Raw records —
########################################
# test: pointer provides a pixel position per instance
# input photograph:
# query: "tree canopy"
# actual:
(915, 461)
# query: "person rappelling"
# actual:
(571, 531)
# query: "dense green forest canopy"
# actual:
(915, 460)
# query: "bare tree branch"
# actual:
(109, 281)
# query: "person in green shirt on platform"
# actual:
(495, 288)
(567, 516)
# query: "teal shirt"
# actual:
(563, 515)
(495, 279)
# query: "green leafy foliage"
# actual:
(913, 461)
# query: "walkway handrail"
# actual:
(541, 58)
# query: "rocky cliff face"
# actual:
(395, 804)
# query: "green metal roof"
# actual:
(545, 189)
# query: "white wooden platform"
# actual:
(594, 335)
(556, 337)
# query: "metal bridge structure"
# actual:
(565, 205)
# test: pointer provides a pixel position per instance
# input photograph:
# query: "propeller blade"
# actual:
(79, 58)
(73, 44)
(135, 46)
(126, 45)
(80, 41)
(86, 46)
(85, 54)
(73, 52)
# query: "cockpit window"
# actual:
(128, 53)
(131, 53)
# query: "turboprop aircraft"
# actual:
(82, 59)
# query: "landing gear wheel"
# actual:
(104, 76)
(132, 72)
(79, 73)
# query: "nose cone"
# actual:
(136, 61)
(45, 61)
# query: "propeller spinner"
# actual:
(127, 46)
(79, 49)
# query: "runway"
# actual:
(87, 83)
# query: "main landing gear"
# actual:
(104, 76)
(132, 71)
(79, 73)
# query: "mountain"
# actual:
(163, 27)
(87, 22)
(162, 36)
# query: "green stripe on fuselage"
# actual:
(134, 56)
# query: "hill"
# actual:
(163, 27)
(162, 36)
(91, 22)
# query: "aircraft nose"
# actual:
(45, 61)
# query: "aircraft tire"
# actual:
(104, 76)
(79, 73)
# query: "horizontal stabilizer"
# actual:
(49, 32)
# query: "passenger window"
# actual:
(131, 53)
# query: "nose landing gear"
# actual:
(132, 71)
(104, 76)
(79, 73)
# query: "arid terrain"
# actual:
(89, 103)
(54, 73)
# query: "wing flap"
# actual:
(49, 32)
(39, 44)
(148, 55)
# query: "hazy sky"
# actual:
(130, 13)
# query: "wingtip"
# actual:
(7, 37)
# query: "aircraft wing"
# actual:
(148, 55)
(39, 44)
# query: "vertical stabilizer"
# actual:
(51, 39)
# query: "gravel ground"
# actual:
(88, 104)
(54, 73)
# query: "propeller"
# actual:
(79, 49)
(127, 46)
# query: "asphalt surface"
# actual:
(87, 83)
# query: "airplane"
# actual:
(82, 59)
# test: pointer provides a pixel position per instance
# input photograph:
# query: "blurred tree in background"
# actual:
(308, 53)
########################################
The task —
Transcribe each entry precisely, missing none.

Final answer —
# test: pointer provides a pixel position per instance
# input photograph:
# query: "tree canopy"
# actual:
(915, 461)
# query: "person rappelling"
# actual:
(571, 531)
# query: "dense green forest canopy"
# actual:
(915, 460)
# query: "bare tree branch"
# actual:
(109, 281)
# query: "person in green shirt on platform"
# actual:
(495, 288)
(567, 516)
# query: "teal shirt"
# actual:
(563, 515)
(495, 279)
# query: "green leafy foliage"
# actual:
(913, 461)
# query: "walkway handrail"
# actual:
(541, 58)
# query: "rocky cliff face"
# actual:
(395, 804)
# query: "green metal roof"
# actual:
(545, 189)
# query: "white wooden platform"
# actual:
(594, 335)
(556, 337)
# query: "metal bridge structure"
# actual:
(565, 205)
# test: pointer provides a pixel position per instance
# input photograph:
# query: "propeller blade"
# actual:
(79, 58)
(73, 44)
(135, 46)
(126, 45)
(80, 41)
(86, 46)
(85, 54)
(73, 52)
# query: "cockpit window"
# actual:
(128, 53)
(131, 53)
# query: "turboprop aircraft"
# actual:
(82, 59)
# query: "landing gear wheel"
# actual:
(104, 76)
(132, 72)
(79, 73)
# query: "nose cone"
# actual:
(136, 61)
(45, 61)
# query: "propeller spinner"
# actual:
(127, 46)
(79, 49)
# query: "runway"
# actual:
(87, 83)
# query: "main landing gear"
# actual:
(104, 76)
(132, 71)
(79, 73)
# query: "mountain"
# actual:
(163, 27)
(87, 22)
(162, 36)
# query: "green stripe on fuselage"
# actual:
(134, 56)
# query: "hill"
# actual:
(163, 27)
(162, 36)
(91, 22)
# query: "aircraft nose"
# actual:
(45, 61)
# query: "aircraft tire"
# actual:
(104, 76)
(79, 73)
# query: "horizontal stabilizer"
# actual:
(49, 32)
# query: "passenger window"
# actual:
(131, 53)
# query: "nose landing gear"
# actual:
(132, 71)
(104, 76)
(79, 73)
# query: "arid terrain"
# actual:
(89, 103)
(54, 73)
# query: "wing flap"
# actual:
(49, 32)
(39, 44)
(148, 55)
# query: "hazy sky"
# actual:
(130, 13)
# query: "wingtip"
# actual:
(7, 37)
# query: "aircraft wing"
# actual:
(148, 55)
(39, 44)
# query: "vertical stabilizer"
# actual:
(51, 39)
# query: "gravel ground"
# actual:
(88, 104)
(54, 73)
# query: "propeller"
# actual:
(79, 49)
(127, 46)
# query: "asphalt surface"
# actual:
(87, 83)
# query: "airplane"
# actual:
(82, 59)
# test: pointer provides a pixel position per instance
# input photograph:
# query: "blurred tree in background"
# actual:
(308, 53)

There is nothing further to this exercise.